● What to work on: Transcribe each record exactly. Include every one.

● Supplied records:

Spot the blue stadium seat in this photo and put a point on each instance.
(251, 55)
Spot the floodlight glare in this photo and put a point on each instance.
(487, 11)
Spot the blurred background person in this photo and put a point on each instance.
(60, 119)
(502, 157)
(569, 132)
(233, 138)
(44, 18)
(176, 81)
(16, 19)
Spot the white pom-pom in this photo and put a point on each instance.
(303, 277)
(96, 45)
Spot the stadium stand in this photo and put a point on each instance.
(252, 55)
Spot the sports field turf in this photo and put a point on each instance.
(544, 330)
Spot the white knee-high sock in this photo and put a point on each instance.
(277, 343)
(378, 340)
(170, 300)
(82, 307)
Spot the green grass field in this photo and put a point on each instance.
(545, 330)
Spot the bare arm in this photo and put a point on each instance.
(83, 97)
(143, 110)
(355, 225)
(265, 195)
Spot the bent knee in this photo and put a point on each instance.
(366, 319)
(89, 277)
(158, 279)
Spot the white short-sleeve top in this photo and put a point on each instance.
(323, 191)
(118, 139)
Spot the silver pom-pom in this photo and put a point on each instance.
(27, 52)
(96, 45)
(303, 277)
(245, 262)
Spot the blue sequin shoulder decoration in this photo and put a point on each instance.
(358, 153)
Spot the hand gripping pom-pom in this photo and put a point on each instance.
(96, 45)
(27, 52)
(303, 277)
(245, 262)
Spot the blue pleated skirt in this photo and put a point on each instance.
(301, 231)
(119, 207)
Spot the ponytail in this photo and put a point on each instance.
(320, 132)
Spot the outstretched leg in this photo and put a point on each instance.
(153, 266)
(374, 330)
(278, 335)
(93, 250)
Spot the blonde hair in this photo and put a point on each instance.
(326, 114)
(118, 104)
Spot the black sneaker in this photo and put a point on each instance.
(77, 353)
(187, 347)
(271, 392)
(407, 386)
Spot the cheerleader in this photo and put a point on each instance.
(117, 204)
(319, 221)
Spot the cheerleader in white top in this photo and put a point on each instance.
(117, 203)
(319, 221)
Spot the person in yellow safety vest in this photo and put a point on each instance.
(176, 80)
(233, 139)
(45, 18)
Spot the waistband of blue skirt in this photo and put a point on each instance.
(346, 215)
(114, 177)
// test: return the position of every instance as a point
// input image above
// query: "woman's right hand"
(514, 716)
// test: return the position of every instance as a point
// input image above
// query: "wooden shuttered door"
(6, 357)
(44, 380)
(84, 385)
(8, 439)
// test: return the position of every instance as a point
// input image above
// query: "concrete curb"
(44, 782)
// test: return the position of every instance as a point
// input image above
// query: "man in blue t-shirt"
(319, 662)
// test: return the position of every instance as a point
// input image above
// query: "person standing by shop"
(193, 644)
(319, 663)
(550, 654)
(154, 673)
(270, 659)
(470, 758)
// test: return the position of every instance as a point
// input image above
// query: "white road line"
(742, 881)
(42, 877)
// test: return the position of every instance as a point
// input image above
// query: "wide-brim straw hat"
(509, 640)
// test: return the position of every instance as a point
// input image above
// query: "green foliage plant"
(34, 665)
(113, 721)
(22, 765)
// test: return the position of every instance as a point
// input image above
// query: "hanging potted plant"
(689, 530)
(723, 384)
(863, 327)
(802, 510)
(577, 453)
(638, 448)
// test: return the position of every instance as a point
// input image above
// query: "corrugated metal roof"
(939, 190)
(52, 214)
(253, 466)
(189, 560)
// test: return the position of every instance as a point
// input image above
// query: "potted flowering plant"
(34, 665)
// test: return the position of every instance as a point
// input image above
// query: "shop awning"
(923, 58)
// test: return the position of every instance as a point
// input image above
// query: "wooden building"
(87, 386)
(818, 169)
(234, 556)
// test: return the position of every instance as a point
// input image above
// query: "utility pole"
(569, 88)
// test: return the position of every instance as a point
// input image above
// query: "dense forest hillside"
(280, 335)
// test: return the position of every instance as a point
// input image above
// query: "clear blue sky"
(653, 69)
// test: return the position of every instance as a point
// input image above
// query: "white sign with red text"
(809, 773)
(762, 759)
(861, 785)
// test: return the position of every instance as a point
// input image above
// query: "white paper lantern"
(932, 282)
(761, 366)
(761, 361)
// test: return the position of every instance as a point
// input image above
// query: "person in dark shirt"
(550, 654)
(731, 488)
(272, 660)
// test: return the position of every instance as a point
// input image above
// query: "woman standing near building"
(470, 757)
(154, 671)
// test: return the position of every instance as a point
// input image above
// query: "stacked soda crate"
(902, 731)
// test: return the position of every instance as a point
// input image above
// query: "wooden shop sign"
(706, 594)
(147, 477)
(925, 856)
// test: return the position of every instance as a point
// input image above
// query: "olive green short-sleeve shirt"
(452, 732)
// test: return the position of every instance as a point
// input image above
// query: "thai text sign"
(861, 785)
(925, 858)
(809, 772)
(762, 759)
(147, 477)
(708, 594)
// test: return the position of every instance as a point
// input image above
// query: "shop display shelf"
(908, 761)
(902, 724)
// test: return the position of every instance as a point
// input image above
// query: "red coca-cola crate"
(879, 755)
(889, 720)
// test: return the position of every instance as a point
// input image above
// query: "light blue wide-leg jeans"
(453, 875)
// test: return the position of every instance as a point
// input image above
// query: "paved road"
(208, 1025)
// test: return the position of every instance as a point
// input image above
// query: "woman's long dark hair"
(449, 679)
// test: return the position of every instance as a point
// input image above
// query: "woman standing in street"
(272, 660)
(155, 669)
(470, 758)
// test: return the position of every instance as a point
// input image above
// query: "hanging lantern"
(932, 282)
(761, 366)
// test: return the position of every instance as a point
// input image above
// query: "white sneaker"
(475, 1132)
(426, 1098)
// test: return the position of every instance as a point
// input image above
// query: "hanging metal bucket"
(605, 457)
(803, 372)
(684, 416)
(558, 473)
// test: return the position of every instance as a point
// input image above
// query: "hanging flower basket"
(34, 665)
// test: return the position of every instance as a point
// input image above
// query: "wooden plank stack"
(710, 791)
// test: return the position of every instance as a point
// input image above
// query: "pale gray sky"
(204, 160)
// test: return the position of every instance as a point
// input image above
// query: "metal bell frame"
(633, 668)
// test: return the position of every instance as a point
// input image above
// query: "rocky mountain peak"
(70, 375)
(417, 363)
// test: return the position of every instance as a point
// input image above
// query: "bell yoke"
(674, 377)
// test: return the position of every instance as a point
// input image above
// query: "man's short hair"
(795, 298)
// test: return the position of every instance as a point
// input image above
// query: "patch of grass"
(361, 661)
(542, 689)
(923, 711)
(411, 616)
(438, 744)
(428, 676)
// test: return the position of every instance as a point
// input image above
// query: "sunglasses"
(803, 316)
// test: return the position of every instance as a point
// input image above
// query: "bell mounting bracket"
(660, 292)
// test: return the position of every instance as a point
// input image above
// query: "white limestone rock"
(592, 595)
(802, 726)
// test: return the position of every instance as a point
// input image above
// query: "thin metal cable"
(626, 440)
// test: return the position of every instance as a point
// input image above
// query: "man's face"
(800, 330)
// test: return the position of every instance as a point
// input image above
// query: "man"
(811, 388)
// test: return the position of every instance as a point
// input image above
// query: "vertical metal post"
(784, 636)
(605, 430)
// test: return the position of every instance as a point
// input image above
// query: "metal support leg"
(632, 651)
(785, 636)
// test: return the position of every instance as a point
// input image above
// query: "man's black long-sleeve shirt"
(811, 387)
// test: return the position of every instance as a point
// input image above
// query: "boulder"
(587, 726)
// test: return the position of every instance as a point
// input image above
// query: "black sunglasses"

● Answer below:
Spot the blue stadium seat in this photo and put a point on each instance.
(251, 55)
Spot the floodlight glare in this photo and put a point on each instance.
(487, 11)
Spot the blurred background person in this photo and put a point on each instance.
(60, 119)
(502, 157)
(569, 132)
(233, 138)
(44, 18)
(176, 81)
(16, 19)
Spot the white pom-pom in this photo and put a point on each instance.
(303, 277)
(96, 45)
Spot the stadium stand in this photo and put a point on each instance.
(252, 55)
Spot the sports field turf in this photo and put a point on each instance.
(544, 330)
Spot the white knee-high sock in this photo and put a point on each instance.
(277, 343)
(378, 340)
(170, 300)
(82, 307)
Spot the green grass field in this photo and put a point on each instance.
(545, 330)
Spot the bare arm in this photo and put a point on each instance.
(83, 97)
(143, 110)
(355, 225)
(265, 195)
Spot the bent knee in this photo and put a point on each instance.
(366, 319)
(89, 277)
(158, 279)
Spot the white short-sleeve top in this photo and put a point on each instance.
(323, 191)
(118, 139)
Spot the silver pom-pom in this photo and put a point on each instance.
(27, 52)
(96, 45)
(303, 277)
(245, 262)
Spot the blue sequin shoulder decoration in this photo and put a point on each instance.
(358, 153)
Spot the hand gripping pom-pom in this photo and put a point on each instance.
(96, 45)
(27, 52)
(303, 277)
(245, 262)
Spot the blue pleated skirt in this photo and put a point on each instance.
(301, 231)
(119, 207)
Spot the ponytail in this photo and put a point on each instance.
(320, 132)
Spot the outstretched leg in this photo and put a point on each instance.
(153, 266)
(374, 330)
(278, 335)
(93, 250)
Spot the blonde hair in this photo and put a point on each instance.
(326, 114)
(118, 104)
Spot the black sneaker in this photo and put a point on each instance.
(77, 353)
(187, 347)
(271, 392)
(407, 386)
Spot the cheerleader in this photo and put a point on each instance.
(117, 204)
(319, 221)
Spot the cheerleader in white top in this photo and put a point on each instance.
(117, 203)
(319, 221)
Spot the person in yellow safety vest in this photo and put a point on each instance.
(176, 80)
(233, 139)
(45, 18)
Spot the waistband of blue skirt in this photo and put a point on each instance.
(346, 215)
(114, 177)
// test: return the position of every instance as a point
// input image above
// query: "woman's right hand"
(514, 716)
// test: return the position of every instance as a point
// input image above
// query: "wooden shuttered door"
(6, 357)
(44, 380)
(84, 385)
(8, 439)
// test: return the position of every instance as a point
// input image above
// query: "concrete curb"
(44, 782)
// test: return the position of every instance as a point
// input image above
// query: "man in blue t-shirt"
(319, 662)
// test: return the position of every instance as a point
// input image above
// query: "person standing by shop"
(193, 644)
(319, 663)
(550, 654)
(154, 673)
(270, 659)
(470, 758)
// test: return the position of every instance as a point
// input image above
// query: "white road line"
(742, 881)
(42, 877)
// test: return the position of every instance as a point
// input image above
// query: "wide-brim straw hat"
(509, 640)
// test: return the position of every instance as a point
// input image above
// query: "green foliage plant"
(34, 665)
(113, 721)
(22, 765)
// test: return the position of every instance as a point
// input image above
// query: "hanging potted plant"
(689, 530)
(723, 384)
(863, 327)
(802, 510)
(577, 453)
(638, 448)
// test: return the position of every instance as a point
// input image above
// query: "corrugated metal roof"
(939, 190)
(52, 214)
(253, 466)
(189, 560)
// test: return the position of every instance as a point
// input image above
// query: "potted flowering plant"
(34, 665)
// test: return the position of every instance as a point
// input image above
// query: "shop awning"
(923, 58)
// test: return the position of every instance as a point
// input image above
// query: "wooden building"
(87, 386)
(818, 169)
(234, 556)
// test: return the position of every instance as a point
// input image above
// query: "utility pole"
(569, 88)
// test: return the position of every instance as a point
// input image above
// query: "dense forest hillside"
(280, 335)
// test: return the position of every instance as a point
// input image above
// query: "clear blue sky"
(653, 69)
// test: return the position of every instance as a point
// input image above
// query: "white sign with red text"
(809, 773)
(762, 759)
(861, 785)
// test: return the position of every instance as a point
// input image above
// query: "white paper lantern"
(932, 282)
(761, 366)
(761, 361)
// test: return the position of every instance as a point
// input image above
// query: "person in dark shirt"
(550, 654)
(731, 488)
(272, 660)
// test: return the position of every instance as a point
// input image above
// query: "woman standing near building"
(470, 757)
(154, 671)
// test: return the position of every instance as a point
// input image above
// query: "stacked soda crate"
(902, 731)
// test: return the position of every instance as a point
// input image above
// query: "wooden shop sign"
(706, 594)
(147, 477)
(925, 856)
// test: return the position of every instance as a point
// input image above
// query: "olive green short-sleeve shirt"
(452, 732)
// test: return the position of every instance as a point
// input image above
// query: "thai text sign"
(861, 785)
(925, 858)
(809, 772)
(762, 759)
(147, 477)
(708, 594)
// test: return the position of every instance as a point
// input image above
// query: "shop display shelf"
(908, 761)
(902, 724)
// test: return the position of every instance as a point
// input image above
// query: "red coca-cola crate"
(879, 755)
(889, 720)
// test: return the position of every instance as a point
// input image above
// query: "light blue wide-leg jeans"
(453, 875)
// test: return the position of every instance as a point
// input image above
// query: "paved road"
(208, 1025)
// test: return the position of every instance as a point
// input image above
// query: "woman's long dark hair"
(449, 679)
// test: return the position of every instance as a point
// input image above
// query: "woman standing in street"
(272, 660)
(155, 669)
(470, 758)
// test: return the position of every instance as a point
// input image above
// query: "hanging lantern"
(932, 282)
(761, 366)
// test: return the position of every instance as a point
// input image above
// query: "white sneaker"
(475, 1132)
(426, 1098)
// test: return the position of every instance as a point
// input image above
// query: "hanging metal bucket"
(605, 457)
(803, 372)
(684, 416)
(558, 473)
// test: return the position of every instance as a point
// input image above
// query: "hanging flower basket"
(34, 665)
// test: return the position of every instance as a point
// input image above
// query: "wooden plank stack"
(710, 791)
// test: return the position of every instance as a point
// input image above
// query: "pale gray sky"
(204, 160)
// test: return the position of every instance as a point
// input image above
// query: "metal bell frame"
(633, 668)
// test: return the position of every instance as a point
// input image above
// query: "rocky mountain peak"
(70, 375)
(417, 363)
// test: return the position of every instance as a point
// input image above
// query: "bell yoke"
(674, 377)
// test: return the position of every instance as a point
// input image above
// query: "man's short hair"
(795, 298)
// test: return the position of every instance as a point
// input image above
// query: "patch of grass"
(361, 661)
(542, 689)
(923, 711)
(411, 616)
(438, 744)
(428, 676)
// test: return the position of every instance as a point
// input image above
// query: "sunglasses"
(803, 316)
// test: return the position of every instance as a point
// input image above
// query: "bell mounting bracket"
(660, 292)
// test: return the position of every instance as a point
// input image above
// query: "white limestone rock"
(592, 595)
(802, 726)
// test: return the position of every instance as a point
// input image above
// query: "thin metal cable"
(626, 440)
// test: return the position of every instance as a point
// input image above
// query: "man's face"
(800, 330)
// test: return the position of every instance as a point
// input image above
// query: "man"
(811, 388)
// test: return the position of every instance as a point
// input image above
// query: "vertical metal post"
(784, 636)
(605, 430)
// test: return the position of every instance as a point
// input image above
// query: "metal support leg"
(632, 651)
(785, 636)
// test: return the position of every instance as a point
// input image above
// query: "man's black long-sleeve shirt"
(811, 387)
// test: return the position of every instance as a point
// input image above
// query: "boulder"
(587, 726)
// test: return the position of every instance as a point
// input image above
// query: "black sunglasses"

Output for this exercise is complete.